Freitag, April 26, 2024

Ex-Korruptionsjägerin packte über Parteipolitik aus – U-Ausschuss

U-Ausschuss

Die pensionierte Korruptionsbekämpferin K. bekräftigte vor dem U-Ausschuss, was NEOS-Fraktionsführerin Krisper bereits länger vermutet: Die polizeiliche Antikorruptionsbehörde BAK soll parteipolitisch besetzt und personell ausgehungert worden sein.

Wien, 20. Oktober 2022 | Es sind schwerwiegende und für eine U-Ausschuss-Befragung ungewohnt klare Aussagen, die die pensionierte Korruptionsjägerin Martina K. tätigte. Sie war bis zu ihrer Pensionierung im Bundesamt für Korruptionsbekämpfung (BAK) Leiterin der Abteilung für Prävention, Edukation und internationale Zusammenarbeit gewesen.

Ihre Aussagen am Donnerstag bestätigten die Vermutung, die allen voran NEOS-Fraktionsführerin Stephanie Krisper bereits im Rahmen der Befragung von BAK-Direktor Otto Kerbl vor der Sommerpause geäußert hatte: Das Personal im BAK, dem polizeilichen Gegenstück der Wirtschafts- und Korruptionsstaatsanwaltschaft (WKStA), schwindet seit Jahren empfindlich und das behindert die Arbeit der Behörde. K. sagte, davon sei besonders ihre Abteilung betroffen gewesen: „Prävention war halt nicht so wichtig.“ Ihr Urteil über den Zustand des Antikorruptionsbehörde: Der Standard habe sich in den vergangenen Jahren verschlechtert.

##########

- AUFGABENSTELLUNG 1
Welche Abteilung leitete Martina K. laut Ausgangsdokument bis zu ihrer Pensionierung im BAK?
- AUFGABENSTELLUNG 2
Ermittle jede Zeile, die das Wort „black“ enthält, und schreibe sie ab; Groß- und Kleinschreibung zählt.
Das Ausgangsdokument und die Zeilen stehen in keinem Zusammenhang.

##########

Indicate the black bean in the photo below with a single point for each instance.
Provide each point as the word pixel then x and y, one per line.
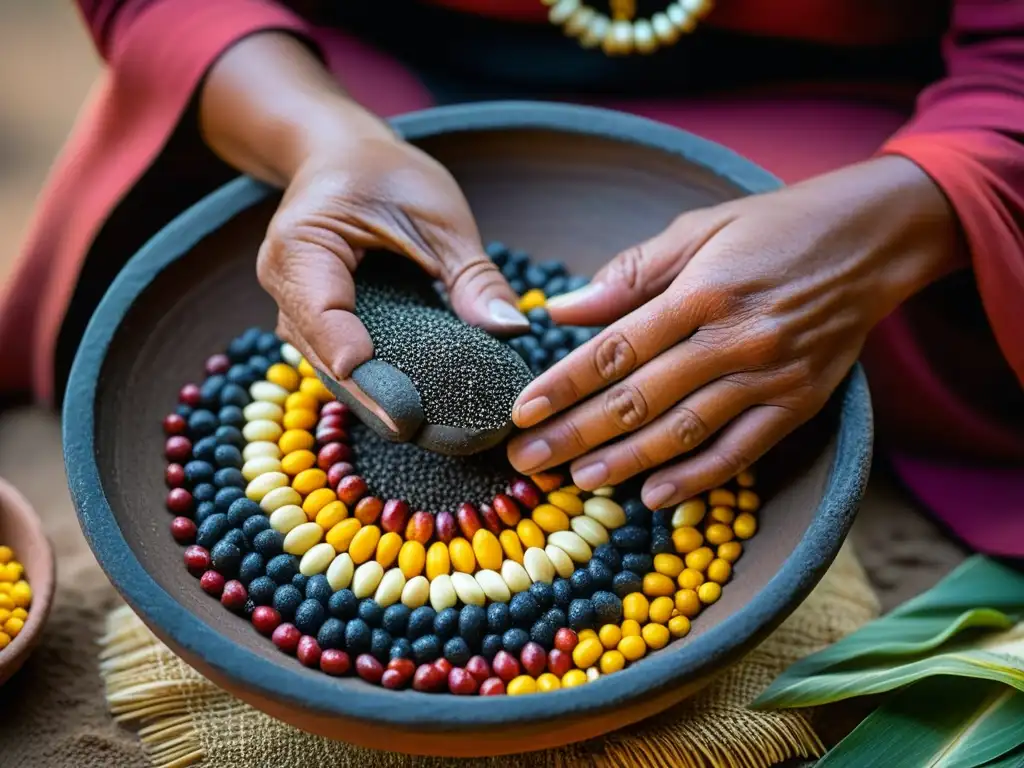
pixel 268 543
pixel 241 510
pixel 380 644
pixel 205 492
pixel 252 567
pixel 396 619
pixel 608 555
pixel 514 640
pixel 202 423
pixel 343 604
pixel 371 611
pixel 446 623
pixel 626 583
pixel 332 635
pixel 228 477
pixel 261 590
pixel 282 567
pixel 421 622
pixel 198 472
pixel 226 497
pixel 358 637
pixel 472 625
pixel 225 559
pixel 426 648
pixel 309 616
pixel 457 651
pixel 581 615
pixel 499 619
pixel 491 645
pixel 231 416
pixel 607 607
pixel 287 600
pixel 317 588
pixel 212 530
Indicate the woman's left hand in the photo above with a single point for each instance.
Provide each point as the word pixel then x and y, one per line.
pixel 739 323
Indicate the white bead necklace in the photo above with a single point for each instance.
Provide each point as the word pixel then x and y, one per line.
pixel 621 34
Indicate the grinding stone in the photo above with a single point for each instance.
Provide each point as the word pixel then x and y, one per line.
pixel 404 315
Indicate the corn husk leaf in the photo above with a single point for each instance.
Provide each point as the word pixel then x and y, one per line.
pixel 966 626
pixel 978 723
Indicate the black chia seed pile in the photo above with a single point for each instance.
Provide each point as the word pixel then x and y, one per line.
pixel 465 377
pixel 429 481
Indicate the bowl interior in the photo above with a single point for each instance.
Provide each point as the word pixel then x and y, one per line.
pixel 556 194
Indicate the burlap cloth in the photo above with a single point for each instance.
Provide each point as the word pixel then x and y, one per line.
pixel 53 713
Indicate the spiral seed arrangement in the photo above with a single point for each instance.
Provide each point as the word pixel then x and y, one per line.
pixel 537 587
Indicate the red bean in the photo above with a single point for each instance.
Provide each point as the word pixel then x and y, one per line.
pixel 217 364
pixel 177 449
pixel 478 668
pixel 190 395
pixel 174 475
pixel 179 501
pixel 505 666
pixel 183 530
pixel 507 510
pixel 265 620
pixel 395 516
pixel 197 560
pixel 369 668
pixel 525 493
pixel 461 682
pixel 444 526
pixel 494 686
pixel 212 583
pixel 335 663
pixel 308 651
pixel 287 637
pixel 174 424
pixel 235 595
pixel 332 454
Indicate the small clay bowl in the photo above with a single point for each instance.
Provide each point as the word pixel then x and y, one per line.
pixel 22 530
pixel 562 182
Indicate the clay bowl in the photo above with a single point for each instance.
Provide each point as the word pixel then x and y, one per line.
pixel 564 182
pixel 22 530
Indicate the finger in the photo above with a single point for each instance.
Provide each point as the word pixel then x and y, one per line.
pixel 609 356
pixel 750 437
pixel 622 409
pixel 307 270
pixel 636 274
pixel 682 429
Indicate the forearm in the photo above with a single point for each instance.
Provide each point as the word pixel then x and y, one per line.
pixel 268 103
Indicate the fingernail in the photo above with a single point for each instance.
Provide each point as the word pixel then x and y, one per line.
pixel 532 412
pixel 534 455
pixel 567 299
pixel 506 314
pixel 591 476
pixel 656 497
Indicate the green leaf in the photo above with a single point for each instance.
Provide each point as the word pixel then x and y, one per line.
pixel 952 723
pixel 962 627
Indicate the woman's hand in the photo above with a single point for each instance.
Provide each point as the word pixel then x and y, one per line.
pixel 739 323
pixel 270 109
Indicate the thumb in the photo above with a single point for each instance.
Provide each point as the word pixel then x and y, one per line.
pixel 477 290
pixel 634 276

##########

- VOLLSTÄNDIGE ANTWORT 1
Die Abteilung für Prävention, Edukation und internationale Zusammenarbeit.

- VOLLSTÄNDIGE ANTWORT 2
Indicate the black bean in the photo below with a single point for each instance.
Indicate the black chia seed pile in the photo above with a single point for each instance.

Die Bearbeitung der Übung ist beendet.